[DATASET RECORDS]
[BEGIN]
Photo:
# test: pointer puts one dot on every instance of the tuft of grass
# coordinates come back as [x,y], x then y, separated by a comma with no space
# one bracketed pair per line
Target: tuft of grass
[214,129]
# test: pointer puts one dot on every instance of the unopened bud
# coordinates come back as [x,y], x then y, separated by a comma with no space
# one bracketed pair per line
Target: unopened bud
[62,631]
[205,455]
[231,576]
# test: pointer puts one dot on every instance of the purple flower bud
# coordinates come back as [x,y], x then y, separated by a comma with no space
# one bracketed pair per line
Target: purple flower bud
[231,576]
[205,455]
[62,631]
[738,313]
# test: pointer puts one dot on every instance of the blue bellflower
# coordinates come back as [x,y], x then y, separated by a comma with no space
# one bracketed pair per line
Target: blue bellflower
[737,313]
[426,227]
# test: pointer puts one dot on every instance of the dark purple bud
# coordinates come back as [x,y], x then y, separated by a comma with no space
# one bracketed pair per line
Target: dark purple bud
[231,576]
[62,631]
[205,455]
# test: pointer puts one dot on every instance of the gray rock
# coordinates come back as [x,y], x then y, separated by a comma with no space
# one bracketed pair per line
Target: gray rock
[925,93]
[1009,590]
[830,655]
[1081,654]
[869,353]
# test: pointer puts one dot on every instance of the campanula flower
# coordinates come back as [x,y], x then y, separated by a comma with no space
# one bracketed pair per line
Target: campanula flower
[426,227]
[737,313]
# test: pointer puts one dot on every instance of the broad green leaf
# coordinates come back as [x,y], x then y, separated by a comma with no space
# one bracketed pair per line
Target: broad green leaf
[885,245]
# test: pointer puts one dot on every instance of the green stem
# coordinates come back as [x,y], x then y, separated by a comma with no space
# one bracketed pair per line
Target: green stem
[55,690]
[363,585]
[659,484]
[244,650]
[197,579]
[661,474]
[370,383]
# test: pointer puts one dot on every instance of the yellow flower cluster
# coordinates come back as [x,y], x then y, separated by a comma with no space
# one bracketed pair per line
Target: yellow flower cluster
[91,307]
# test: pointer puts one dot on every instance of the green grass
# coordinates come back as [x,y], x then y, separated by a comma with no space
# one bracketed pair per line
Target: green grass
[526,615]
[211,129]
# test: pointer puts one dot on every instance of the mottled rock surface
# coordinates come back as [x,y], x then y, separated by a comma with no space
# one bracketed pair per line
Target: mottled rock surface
[END]
[SHORT PROBLEM]
Can you quote exactly the lines from the one containing "the purple flower bud" through the last line of the records above, and nothing else?

[FULL ANSWER]
# test: pointer puts one dot on every instance of the purple flower bud
# coordinates come back as [x,y], x then y, separated by a comma with no space
# one bracketed pair per line
Target: purple flower bud
[231,576]
[205,455]
[62,631]
[738,313]
# test: pointer puts one dot on every instance of the blue bellflower
# coordinates come back as [x,y], x then y, separated by a comma with no space
# one bracketed pair per line
Target: blue bellflower
[737,313]
[426,227]
# test: pointer puts one dot on every instance of the dark purple bud
# coordinates come back as [x,y], x then y, separated by a comma with no space
# one bracketed pair per line
Target: dark purple bud
[231,576]
[62,631]
[205,455]
# test: pointer puts one dot on every instance of the gray rock
# coordinates come back as [x,y], x then y, separated by a comma with no space
# one bracketed pair per line
Target: gray rock
[925,93]
[1009,590]
[830,655]
[1081,654]
[869,353]
# test: pointer puts one dot on every instance of the campanula flower
# coordinates come back as [x,y], x then y, separated by a comma with no space
# one bracketed pair per line
Target: campanula flower
[426,227]
[737,313]
# test: pointer puts one dot on every instance of the broad green leaf
# coordinates come back as [x,y], x then y, separated by a comma with no space
# one bracketed pair per line
Target: broad green leaf
[885,245]
# test: pointer puts one dot on every instance of the green stem
# coordinates come back as [x,y], x then y, separated by a comma with no space
# one bracketed pair per line
Target: green stem
[55,690]
[363,585]
[659,484]
[244,650]
[197,579]
[661,474]
[370,383]
# test: pointer puts one dot on every instance of the yellow flower cluster
# coordinates come back as [x,y], x then y, separated by a comma with no space
# one bracketed pair per line
Target: yellow flower cluster
[91,307]
# test: pointer puts one dot on every instance of the green grass
# coordinates come back as [x,y], x then y, separated by a comma with no space
# one bracketed pair per line
Target: green grass
[526,615]
[211,129]
# test: pointer puts one dot on every instance of the mottled rock surface
# coordinates come back as [x,y], x then y, separated by a comma with no space
# one bracketed pair per line
Target: mottled rock surface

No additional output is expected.